Segment Start: MATERIAL SHOWN
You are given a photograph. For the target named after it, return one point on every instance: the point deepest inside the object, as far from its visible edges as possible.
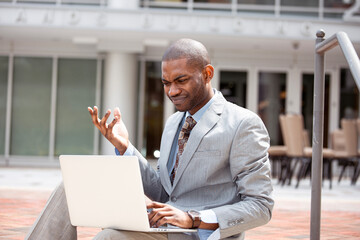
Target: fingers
(113, 122)
(94, 116)
(160, 216)
(104, 119)
(117, 112)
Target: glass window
(303, 3)
(349, 96)
(257, 2)
(31, 106)
(308, 102)
(272, 94)
(153, 109)
(338, 3)
(233, 86)
(74, 132)
(4, 64)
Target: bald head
(194, 51)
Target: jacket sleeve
(250, 171)
(151, 180)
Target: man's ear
(208, 72)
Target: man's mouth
(178, 100)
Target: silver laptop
(107, 192)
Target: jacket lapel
(206, 123)
(169, 134)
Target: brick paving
(19, 207)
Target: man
(213, 171)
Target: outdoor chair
(357, 170)
(300, 151)
(349, 157)
(278, 154)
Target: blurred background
(57, 57)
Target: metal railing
(322, 45)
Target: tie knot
(189, 124)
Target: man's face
(184, 85)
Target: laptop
(107, 192)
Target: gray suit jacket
(224, 167)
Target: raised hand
(115, 131)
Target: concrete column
(252, 90)
(169, 108)
(293, 92)
(334, 108)
(123, 4)
(120, 90)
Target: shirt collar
(197, 116)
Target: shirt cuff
(130, 151)
(208, 216)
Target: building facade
(57, 57)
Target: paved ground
(23, 193)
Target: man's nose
(173, 91)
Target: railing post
(317, 155)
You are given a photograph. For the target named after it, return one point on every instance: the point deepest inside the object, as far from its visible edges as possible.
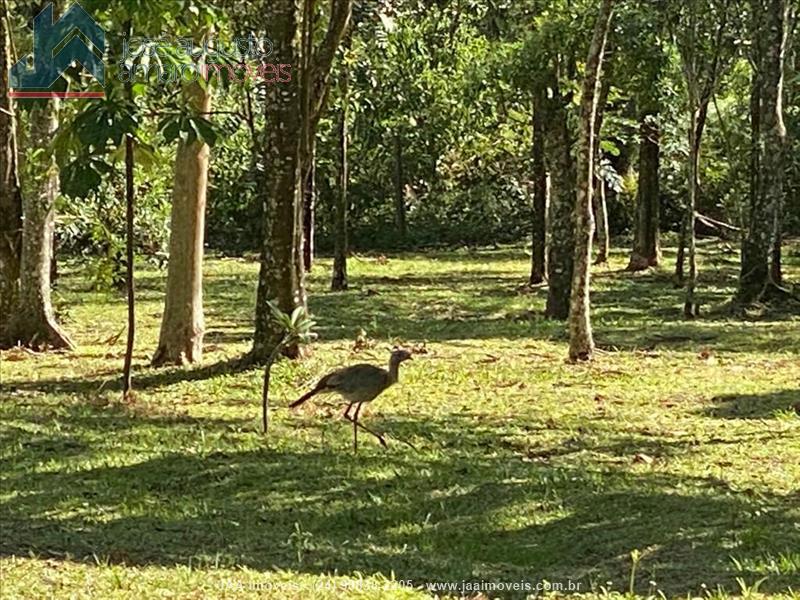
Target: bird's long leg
(355, 430)
(356, 425)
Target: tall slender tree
(339, 277)
(33, 322)
(581, 342)
(760, 257)
(560, 252)
(292, 112)
(10, 193)
(182, 324)
(540, 187)
(702, 31)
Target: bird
(357, 385)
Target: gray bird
(359, 384)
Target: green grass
(679, 445)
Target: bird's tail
(303, 398)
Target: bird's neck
(394, 371)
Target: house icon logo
(57, 45)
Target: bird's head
(401, 355)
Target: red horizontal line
(16, 94)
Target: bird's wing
(357, 378)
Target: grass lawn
(670, 465)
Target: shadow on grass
(467, 506)
(754, 406)
(144, 378)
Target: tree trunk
(279, 279)
(310, 205)
(339, 279)
(399, 183)
(762, 240)
(10, 194)
(601, 219)
(690, 303)
(646, 244)
(560, 252)
(292, 111)
(581, 342)
(599, 204)
(540, 189)
(182, 325)
(33, 323)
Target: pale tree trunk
(339, 278)
(690, 308)
(540, 188)
(599, 204)
(33, 323)
(182, 325)
(761, 245)
(10, 194)
(646, 244)
(601, 220)
(560, 250)
(292, 112)
(399, 184)
(310, 206)
(279, 280)
(581, 342)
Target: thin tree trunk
(127, 388)
(10, 193)
(761, 244)
(540, 190)
(599, 203)
(310, 206)
(690, 302)
(399, 183)
(646, 244)
(33, 323)
(680, 259)
(292, 111)
(339, 278)
(601, 219)
(581, 341)
(560, 252)
(279, 278)
(182, 324)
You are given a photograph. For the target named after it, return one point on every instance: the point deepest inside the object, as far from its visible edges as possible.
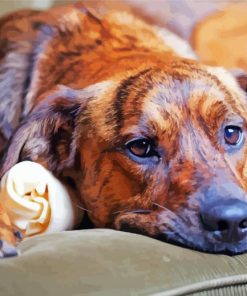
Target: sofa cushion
(108, 262)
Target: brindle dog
(153, 142)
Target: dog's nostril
(222, 225)
(243, 224)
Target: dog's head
(158, 149)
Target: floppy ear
(241, 77)
(51, 133)
(48, 134)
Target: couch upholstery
(108, 262)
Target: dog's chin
(202, 241)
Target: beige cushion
(107, 262)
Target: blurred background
(216, 29)
(179, 15)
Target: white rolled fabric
(36, 201)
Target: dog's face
(156, 148)
(165, 155)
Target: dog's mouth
(189, 234)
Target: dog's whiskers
(81, 208)
(139, 211)
(164, 208)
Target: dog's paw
(7, 250)
(9, 237)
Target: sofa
(113, 263)
(109, 262)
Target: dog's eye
(232, 134)
(141, 147)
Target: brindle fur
(75, 87)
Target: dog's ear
(47, 134)
(51, 133)
(241, 77)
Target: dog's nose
(227, 219)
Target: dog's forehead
(168, 100)
(153, 101)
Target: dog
(153, 142)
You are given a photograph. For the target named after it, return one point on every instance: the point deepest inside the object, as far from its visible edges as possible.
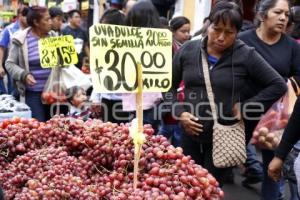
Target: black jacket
(242, 61)
(291, 133)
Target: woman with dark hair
(231, 64)
(23, 62)
(144, 14)
(180, 27)
(281, 52)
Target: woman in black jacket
(232, 64)
(282, 53)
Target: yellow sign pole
(139, 116)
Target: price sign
(57, 51)
(116, 51)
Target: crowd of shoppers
(248, 65)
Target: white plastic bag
(72, 76)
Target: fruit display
(269, 131)
(66, 158)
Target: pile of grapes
(68, 158)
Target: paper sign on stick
(57, 51)
(116, 50)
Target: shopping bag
(72, 76)
(61, 79)
(269, 130)
(54, 89)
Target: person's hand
(2, 72)
(236, 110)
(274, 169)
(190, 123)
(30, 80)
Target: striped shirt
(40, 74)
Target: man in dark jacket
(164, 6)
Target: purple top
(40, 74)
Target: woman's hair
(55, 11)
(296, 31)
(143, 14)
(35, 13)
(177, 22)
(164, 22)
(223, 11)
(262, 8)
(238, 2)
(113, 16)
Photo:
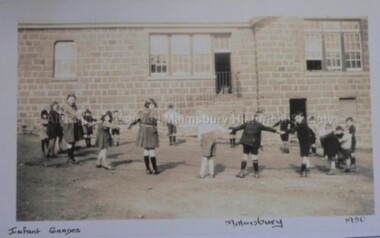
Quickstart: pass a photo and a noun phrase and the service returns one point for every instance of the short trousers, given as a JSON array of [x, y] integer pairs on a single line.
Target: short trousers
[[247, 149]]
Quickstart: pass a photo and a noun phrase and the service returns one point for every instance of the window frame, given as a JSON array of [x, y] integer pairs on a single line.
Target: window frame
[[343, 49], [192, 74]]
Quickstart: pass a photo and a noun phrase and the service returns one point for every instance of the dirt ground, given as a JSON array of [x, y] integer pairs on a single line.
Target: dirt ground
[[57, 191]]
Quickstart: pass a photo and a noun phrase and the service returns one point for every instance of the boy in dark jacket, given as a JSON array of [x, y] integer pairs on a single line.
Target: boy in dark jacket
[[331, 141], [304, 135], [251, 141], [352, 130], [284, 124]]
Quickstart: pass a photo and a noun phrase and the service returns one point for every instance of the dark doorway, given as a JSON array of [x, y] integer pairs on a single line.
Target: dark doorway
[[223, 73], [297, 105]]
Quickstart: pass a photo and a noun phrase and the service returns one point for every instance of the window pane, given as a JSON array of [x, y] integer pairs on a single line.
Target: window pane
[[158, 44], [333, 51], [180, 46], [352, 47], [222, 43], [202, 53], [158, 54], [313, 46]]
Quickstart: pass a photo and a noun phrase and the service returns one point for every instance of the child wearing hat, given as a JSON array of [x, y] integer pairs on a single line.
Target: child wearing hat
[[251, 141], [147, 136], [331, 147], [43, 132], [72, 130], [284, 124], [88, 125], [116, 131], [171, 117], [208, 133], [304, 135], [352, 130], [103, 140]]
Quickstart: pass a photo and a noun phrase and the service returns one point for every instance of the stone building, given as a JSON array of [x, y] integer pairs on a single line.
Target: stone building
[[272, 64]]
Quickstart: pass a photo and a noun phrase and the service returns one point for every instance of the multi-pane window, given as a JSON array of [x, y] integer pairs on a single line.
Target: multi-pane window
[[65, 57], [180, 54], [222, 43], [333, 45], [158, 55], [202, 54]]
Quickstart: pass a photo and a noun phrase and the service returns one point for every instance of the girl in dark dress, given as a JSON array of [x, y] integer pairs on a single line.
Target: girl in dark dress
[[304, 133], [251, 141], [284, 124], [72, 129], [53, 129], [43, 132], [147, 136], [103, 140], [331, 141], [352, 130], [88, 124]]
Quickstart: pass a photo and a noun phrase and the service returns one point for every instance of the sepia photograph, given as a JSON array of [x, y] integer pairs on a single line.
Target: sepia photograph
[[159, 113]]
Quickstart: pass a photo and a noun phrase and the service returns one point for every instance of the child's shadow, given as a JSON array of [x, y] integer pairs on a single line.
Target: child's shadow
[[219, 168], [170, 165], [295, 168], [115, 155], [117, 163], [126, 143], [322, 168], [180, 141]]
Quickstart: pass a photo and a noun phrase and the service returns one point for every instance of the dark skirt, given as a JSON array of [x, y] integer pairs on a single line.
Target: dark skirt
[[54, 130], [72, 132], [87, 130], [103, 138], [147, 137], [285, 137], [208, 143]]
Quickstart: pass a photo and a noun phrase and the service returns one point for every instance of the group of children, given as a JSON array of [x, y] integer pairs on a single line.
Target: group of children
[[68, 123]]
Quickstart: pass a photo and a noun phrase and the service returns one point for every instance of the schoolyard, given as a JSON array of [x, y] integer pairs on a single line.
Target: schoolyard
Segment End: MATERIAL SHOWN
REQUIRED WORK:
Could you reproduce, exactly, every line above from the line with "Target: window frame" to the line with "the child wearing", and no other line? Both ends count.

EXERCISE RESULT:
Target: window frame
[[343, 49], [192, 74]]
Quickstart: pass a photo and a noun phrase and the service returns one point for every instance of the dirt ground, given as a JSON array of [x, y] integer pairs on a single line.
Target: dirt ground
[[57, 191]]
Quickstart: pass a photo and a noun phrase and the service returns one point for every instance of the boy in dark jacket, given as a JSON array of [x, y] integer pairs on a single line.
Target: boy in dark jacket
[[331, 141], [304, 135], [251, 141], [352, 130], [284, 124]]
Quickstart: pass a photo and a noun phrase and the service returns one point for every instance of the dark doorway, given as a JSON array of [x, y] integer pairs on a single line.
Target: dark doorway
[[223, 73], [297, 105]]
Quickstart: pass a photo and a noun phrase and the service returns one point for every instance of the window pane, given as a JSON array of [x, y] integer pairs on a single line.
Target: window pane
[[158, 44], [333, 51], [180, 46], [352, 47], [222, 43], [202, 53], [158, 54], [313, 46]]
Quickstart: pass a photo and a noun phrase and the service returns one point for every instance of the child wearing hat, given as a JSON array of [x, y] integer pairs on a single line.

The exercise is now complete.